Scale the records between the lines holding "Detect all instances of player's beard." and "[767,437,826,483]", inclusive. Write out each of those lines again, requests included, with every bounding box coordinate in the answers multiplied by 0.7 and rounded to a whole number, halves rounding up.

[Given information start]

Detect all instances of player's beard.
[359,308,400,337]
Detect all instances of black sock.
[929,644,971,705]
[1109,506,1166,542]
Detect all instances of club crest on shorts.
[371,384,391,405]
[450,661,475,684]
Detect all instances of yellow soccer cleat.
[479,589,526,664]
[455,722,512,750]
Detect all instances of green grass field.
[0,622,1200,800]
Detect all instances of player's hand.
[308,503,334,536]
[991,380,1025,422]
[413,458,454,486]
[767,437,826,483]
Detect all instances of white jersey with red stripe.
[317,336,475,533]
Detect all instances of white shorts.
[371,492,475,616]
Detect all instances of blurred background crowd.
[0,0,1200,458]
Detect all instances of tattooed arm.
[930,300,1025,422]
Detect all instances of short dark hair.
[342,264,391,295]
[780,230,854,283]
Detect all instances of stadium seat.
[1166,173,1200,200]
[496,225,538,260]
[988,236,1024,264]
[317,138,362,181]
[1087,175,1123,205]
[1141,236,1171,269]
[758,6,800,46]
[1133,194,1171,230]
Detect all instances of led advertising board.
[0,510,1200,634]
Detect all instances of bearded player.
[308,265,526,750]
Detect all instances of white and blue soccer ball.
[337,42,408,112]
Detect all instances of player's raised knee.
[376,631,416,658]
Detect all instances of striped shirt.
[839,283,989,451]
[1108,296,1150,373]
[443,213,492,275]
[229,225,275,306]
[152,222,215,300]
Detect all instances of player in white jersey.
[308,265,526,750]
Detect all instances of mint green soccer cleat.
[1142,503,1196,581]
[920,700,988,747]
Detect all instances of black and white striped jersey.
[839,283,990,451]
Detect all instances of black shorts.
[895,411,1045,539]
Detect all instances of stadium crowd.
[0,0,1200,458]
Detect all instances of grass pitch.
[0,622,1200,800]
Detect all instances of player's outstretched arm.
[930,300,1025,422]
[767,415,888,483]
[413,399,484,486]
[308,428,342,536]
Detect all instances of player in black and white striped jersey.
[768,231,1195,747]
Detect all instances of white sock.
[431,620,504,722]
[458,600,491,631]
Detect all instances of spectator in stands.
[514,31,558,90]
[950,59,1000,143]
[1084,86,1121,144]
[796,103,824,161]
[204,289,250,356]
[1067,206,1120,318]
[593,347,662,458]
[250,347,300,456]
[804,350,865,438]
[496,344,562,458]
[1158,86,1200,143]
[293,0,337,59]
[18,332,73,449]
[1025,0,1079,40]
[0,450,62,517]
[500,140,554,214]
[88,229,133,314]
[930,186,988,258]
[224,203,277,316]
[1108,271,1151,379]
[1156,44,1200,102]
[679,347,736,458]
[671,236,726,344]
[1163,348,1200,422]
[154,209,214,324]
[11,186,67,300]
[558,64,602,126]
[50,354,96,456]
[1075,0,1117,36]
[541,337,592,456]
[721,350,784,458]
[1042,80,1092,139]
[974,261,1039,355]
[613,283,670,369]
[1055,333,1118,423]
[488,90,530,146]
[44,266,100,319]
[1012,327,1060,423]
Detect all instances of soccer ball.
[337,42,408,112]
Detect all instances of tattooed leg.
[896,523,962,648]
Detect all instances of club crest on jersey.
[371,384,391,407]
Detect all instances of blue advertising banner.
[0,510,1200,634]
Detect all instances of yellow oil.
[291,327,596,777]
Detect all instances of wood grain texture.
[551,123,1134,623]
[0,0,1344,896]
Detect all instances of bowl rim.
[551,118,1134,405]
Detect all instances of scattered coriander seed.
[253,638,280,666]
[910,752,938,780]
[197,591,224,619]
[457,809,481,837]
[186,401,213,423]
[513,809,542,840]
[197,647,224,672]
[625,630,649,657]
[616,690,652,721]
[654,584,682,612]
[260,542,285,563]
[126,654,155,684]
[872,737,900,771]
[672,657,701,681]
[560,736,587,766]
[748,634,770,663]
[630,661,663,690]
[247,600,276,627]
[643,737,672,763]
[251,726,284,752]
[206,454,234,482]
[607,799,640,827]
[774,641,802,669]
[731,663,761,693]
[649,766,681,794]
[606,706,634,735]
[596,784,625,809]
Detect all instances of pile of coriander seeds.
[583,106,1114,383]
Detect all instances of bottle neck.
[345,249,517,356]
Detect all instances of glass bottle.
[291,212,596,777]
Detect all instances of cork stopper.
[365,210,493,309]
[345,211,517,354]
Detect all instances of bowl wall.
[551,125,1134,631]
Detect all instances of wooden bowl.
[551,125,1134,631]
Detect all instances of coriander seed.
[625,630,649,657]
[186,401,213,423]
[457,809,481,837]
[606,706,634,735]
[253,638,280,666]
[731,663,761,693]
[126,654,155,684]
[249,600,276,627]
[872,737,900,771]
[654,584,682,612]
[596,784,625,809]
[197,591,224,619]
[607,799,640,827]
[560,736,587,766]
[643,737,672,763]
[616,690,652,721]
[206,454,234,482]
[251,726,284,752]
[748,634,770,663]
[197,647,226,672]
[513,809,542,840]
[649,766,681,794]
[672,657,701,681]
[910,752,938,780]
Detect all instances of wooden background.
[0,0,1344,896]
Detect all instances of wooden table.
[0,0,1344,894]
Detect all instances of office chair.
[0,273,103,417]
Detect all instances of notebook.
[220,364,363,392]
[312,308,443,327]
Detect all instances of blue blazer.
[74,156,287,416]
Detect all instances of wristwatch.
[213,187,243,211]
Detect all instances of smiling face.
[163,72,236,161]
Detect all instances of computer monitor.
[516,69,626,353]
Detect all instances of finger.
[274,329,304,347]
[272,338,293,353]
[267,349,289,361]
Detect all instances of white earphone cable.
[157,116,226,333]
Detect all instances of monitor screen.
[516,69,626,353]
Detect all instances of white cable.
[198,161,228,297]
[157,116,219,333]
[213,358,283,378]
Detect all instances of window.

[Given information end]
[Given information start]

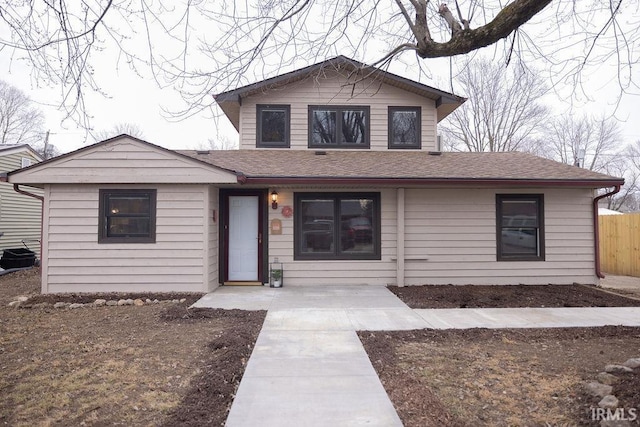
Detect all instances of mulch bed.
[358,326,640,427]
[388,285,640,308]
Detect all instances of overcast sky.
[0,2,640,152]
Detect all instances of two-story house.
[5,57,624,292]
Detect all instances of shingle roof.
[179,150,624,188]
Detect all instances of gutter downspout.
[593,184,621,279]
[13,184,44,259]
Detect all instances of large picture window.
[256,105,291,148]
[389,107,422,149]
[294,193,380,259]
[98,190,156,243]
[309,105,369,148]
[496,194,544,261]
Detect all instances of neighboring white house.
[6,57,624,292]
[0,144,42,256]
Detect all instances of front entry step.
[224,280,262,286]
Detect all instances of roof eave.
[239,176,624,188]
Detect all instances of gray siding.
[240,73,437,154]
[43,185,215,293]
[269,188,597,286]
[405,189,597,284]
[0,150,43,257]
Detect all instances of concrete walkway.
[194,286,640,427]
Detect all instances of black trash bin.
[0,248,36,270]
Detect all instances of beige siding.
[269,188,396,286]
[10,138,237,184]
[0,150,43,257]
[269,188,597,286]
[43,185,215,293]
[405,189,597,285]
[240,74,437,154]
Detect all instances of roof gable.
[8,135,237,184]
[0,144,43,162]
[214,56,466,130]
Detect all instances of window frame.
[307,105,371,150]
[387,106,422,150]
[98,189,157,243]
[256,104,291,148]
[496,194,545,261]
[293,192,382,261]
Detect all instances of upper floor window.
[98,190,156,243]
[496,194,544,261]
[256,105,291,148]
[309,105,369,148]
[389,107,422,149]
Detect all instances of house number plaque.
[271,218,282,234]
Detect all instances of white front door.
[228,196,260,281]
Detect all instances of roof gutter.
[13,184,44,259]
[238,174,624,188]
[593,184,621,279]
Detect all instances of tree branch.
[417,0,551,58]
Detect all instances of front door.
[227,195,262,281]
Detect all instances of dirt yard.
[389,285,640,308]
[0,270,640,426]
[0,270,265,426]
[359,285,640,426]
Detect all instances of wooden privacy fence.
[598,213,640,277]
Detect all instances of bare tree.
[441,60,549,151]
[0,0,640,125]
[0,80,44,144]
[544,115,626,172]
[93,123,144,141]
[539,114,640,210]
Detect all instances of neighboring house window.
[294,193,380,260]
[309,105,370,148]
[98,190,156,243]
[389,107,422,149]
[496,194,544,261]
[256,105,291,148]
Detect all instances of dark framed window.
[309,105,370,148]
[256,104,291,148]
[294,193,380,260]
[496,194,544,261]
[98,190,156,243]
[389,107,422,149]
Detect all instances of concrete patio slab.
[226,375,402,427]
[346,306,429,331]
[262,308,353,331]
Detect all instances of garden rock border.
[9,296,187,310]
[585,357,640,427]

[Given information end]
[Given information start]

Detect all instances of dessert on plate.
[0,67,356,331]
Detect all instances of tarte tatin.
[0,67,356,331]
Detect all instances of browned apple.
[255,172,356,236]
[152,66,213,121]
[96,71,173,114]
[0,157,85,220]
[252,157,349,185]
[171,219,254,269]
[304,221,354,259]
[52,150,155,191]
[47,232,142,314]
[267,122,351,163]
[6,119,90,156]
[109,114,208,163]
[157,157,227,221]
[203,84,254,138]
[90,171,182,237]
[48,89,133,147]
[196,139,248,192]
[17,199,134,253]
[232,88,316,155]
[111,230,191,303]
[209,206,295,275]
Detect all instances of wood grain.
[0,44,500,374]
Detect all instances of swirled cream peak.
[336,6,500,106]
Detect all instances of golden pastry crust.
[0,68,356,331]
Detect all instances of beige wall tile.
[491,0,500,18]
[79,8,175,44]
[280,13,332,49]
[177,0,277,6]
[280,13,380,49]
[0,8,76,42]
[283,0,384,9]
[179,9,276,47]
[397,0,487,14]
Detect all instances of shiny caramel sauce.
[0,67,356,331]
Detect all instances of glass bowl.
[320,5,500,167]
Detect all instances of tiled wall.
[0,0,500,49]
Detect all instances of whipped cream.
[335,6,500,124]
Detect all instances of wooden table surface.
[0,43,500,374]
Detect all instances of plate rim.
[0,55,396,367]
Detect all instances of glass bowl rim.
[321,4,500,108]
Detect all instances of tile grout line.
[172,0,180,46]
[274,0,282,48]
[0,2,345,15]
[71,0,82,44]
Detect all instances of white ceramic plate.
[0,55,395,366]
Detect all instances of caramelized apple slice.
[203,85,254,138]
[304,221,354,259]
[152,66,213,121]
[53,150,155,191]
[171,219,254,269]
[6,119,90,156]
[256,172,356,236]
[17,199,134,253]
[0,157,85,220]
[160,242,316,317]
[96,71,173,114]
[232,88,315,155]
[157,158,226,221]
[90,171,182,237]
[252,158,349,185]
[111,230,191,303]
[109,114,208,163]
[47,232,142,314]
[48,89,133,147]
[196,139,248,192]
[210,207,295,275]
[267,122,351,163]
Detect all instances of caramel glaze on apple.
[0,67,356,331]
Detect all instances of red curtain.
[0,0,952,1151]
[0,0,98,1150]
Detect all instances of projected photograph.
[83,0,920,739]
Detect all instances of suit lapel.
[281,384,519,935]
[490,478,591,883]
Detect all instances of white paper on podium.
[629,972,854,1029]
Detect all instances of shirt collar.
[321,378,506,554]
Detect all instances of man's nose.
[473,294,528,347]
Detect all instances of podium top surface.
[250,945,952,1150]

[Given information end]

▸ Answer for the task
Detect all instances of player's beard.
[251,216,280,236]
Detect all instances of black sock.
[650,451,680,494]
[776,354,816,379]
Detect all instances of club crest on shorts.
[260,269,274,284]
[315,463,333,479]
Detect all instances of yellow soccer cleat.
[335,412,368,465]
[319,505,358,525]
Detect all instances of green grass field.
[0,435,840,560]
Detect all instances of player's hand.
[216,352,234,375]
[694,266,718,295]
[289,321,318,340]
[537,306,578,338]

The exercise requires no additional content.